START Data provided

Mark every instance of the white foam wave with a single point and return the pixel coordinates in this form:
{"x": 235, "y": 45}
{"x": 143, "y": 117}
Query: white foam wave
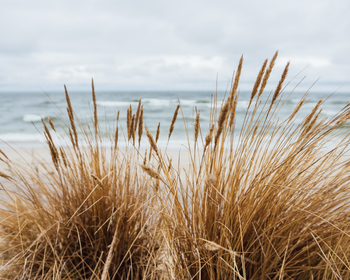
{"x": 114, "y": 103}
{"x": 31, "y": 118}
{"x": 188, "y": 102}
{"x": 22, "y": 137}
{"x": 157, "y": 102}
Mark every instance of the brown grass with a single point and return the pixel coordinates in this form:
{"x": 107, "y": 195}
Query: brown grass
{"x": 272, "y": 206}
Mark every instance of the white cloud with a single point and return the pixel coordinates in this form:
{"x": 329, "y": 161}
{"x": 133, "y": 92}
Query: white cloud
{"x": 169, "y": 45}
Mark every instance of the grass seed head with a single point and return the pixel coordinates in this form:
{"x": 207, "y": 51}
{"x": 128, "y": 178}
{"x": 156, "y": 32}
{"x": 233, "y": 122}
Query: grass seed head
{"x": 171, "y": 129}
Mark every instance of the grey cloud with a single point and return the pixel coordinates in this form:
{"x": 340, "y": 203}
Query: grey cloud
{"x": 147, "y": 43}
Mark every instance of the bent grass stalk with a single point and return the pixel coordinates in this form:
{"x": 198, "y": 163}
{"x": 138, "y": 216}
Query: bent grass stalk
{"x": 272, "y": 205}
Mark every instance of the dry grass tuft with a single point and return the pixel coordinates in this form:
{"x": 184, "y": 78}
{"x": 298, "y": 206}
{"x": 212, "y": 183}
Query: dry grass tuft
{"x": 271, "y": 205}
{"x": 84, "y": 217}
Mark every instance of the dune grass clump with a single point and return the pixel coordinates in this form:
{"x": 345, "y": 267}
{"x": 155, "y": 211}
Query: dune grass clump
{"x": 269, "y": 200}
{"x": 85, "y": 216}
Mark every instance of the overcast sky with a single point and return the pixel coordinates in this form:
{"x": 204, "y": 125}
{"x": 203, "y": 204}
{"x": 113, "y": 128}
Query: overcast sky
{"x": 170, "y": 45}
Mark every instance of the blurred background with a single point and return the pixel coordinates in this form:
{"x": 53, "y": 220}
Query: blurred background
{"x": 161, "y": 50}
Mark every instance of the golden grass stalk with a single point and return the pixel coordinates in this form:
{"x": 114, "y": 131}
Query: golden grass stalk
{"x": 196, "y": 127}
{"x": 140, "y": 125}
{"x": 95, "y": 106}
{"x": 257, "y": 82}
{"x": 209, "y": 137}
{"x": 158, "y": 132}
{"x": 52, "y": 125}
{"x": 152, "y": 173}
{"x": 151, "y": 142}
{"x": 172, "y": 125}
{"x": 137, "y": 116}
{"x": 273, "y": 205}
{"x": 71, "y": 117}
{"x": 267, "y": 74}
{"x": 221, "y": 122}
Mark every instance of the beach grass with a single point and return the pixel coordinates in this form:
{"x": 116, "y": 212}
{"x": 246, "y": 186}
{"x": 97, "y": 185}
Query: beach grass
{"x": 268, "y": 200}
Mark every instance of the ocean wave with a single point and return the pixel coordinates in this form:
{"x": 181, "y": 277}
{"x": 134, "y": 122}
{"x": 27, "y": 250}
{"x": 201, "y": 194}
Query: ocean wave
{"x": 115, "y": 103}
{"x": 32, "y": 118}
{"x": 22, "y": 137}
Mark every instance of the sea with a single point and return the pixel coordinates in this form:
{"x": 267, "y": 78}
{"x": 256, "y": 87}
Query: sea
{"x": 21, "y": 113}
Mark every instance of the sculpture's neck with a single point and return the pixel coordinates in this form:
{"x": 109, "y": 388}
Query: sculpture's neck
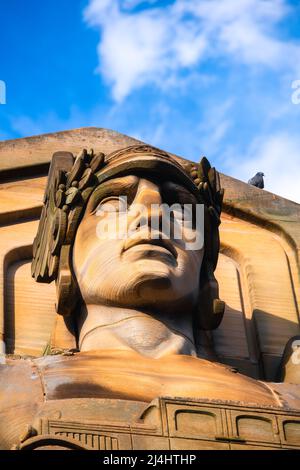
{"x": 105, "y": 327}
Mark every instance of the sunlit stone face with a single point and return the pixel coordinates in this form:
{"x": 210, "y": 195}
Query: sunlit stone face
{"x": 126, "y": 266}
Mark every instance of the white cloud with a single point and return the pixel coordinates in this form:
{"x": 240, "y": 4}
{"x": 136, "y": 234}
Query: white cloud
{"x": 276, "y": 155}
{"x": 151, "y": 45}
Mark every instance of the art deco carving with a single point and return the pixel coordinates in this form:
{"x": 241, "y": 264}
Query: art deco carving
{"x": 141, "y": 373}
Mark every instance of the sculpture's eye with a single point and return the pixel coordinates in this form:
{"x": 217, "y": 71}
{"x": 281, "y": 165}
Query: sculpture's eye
{"x": 112, "y": 205}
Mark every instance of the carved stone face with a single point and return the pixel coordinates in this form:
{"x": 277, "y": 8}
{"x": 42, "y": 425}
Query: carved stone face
{"x": 135, "y": 271}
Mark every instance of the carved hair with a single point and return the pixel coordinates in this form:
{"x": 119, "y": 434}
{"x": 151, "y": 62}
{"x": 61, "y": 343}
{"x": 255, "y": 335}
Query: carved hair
{"x": 70, "y": 184}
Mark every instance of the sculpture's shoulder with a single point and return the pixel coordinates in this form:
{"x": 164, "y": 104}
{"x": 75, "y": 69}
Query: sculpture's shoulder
{"x": 21, "y": 391}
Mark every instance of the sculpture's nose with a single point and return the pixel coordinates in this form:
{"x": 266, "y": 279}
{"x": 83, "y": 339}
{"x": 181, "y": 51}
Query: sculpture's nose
{"x": 146, "y": 204}
{"x": 148, "y": 193}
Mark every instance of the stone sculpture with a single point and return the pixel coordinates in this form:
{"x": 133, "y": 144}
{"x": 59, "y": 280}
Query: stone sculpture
{"x": 142, "y": 373}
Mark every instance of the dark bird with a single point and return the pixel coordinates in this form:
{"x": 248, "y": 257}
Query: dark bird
{"x": 257, "y": 180}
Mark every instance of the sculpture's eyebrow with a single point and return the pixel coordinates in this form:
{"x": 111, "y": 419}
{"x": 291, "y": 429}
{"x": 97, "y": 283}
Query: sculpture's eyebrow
{"x": 174, "y": 192}
{"x": 123, "y": 186}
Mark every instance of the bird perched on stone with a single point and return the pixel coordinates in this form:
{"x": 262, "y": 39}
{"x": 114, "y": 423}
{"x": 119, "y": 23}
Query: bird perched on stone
{"x": 257, "y": 180}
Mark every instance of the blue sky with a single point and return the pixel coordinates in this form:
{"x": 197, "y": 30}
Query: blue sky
{"x": 195, "y": 77}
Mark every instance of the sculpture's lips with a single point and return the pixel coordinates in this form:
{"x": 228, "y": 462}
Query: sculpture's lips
{"x": 162, "y": 242}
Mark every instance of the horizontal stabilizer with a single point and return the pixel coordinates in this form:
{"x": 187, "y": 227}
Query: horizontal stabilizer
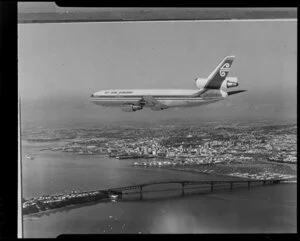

END Data provided

- **Required work**: Put the lines into a Markdown table with the columns No. and Text, one numbered row per line and blank lines skipped, starting with the line that contains "Mark every instance of the stone" and going on through the last of the lines. Leave the pictures out.

- **Exercise output**:
| No. | Text |
|---|---|
| 1 | Mark every instance of the stone sculpture with a single point and return the pixel coordinates in this form: |
| 2 | {"x": 133, "y": 144} |
| 3 | {"x": 59, "y": 280} |
| 4 | Query: stone sculpture |
| 5 | {"x": 142, "y": 373} |
| 6 | Mark every instance of the dark bird with a single point and return the pixel coordinates in this form: |
| 7 | {"x": 248, "y": 257} |
| 8 | Query: dark bird |
| 9 | {"x": 257, "y": 180} |
| 10 | Mark every instance of the sculpture's eyebrow with a single point and return the pixel coordinates in this form: |
| 11 | {"x": 111, "y": 419} |
| 12 | {"x": 291, "y": 429} |
| 13 | {"x": 97, "y": 283} |
| 14 | Query: sculpture's eyebrow |
| 15 | {"x": 174, "y": 192} |
| 16 | {"x": 123, "y": 186} |
| 17 | Mark every instance of the bird perched on stone with a single point and return the pixel coordinates in this form: |
| 18 | {"x": 262, "y": 39} |
| 19 | {"x": 114, "y": 423} |
| 20 | {"x": 119, "y": 23} |
| 21 | Query: bird perched on stone |
| 22 | {"x": 257, "y": 180} |
| 23 | Mark every instance of the blue sky with a single point and return the pixel coordinates in this form: |
| 24 | {"x": 197, "y": 30} |
| 25 | Query: blue sky |
| 26 | {"x": 195, "y": 77} |
| 27 | Mark every instance of the sculpture's lips with a single point and return the pixel coordinates in this form: |
| 28 | {"x": 228, "y": 462} |
| 29 | Query: sculpture's lips |
| 30 | {"x": 162, "y": 242} |
| 31 | Mark every instance of the horizontal stabilizer with a single point and return the pixel coordinates in this form: |
| 32 | {"x": 187, "y": 227} |
| 33 | Query: horizontal stabilizer |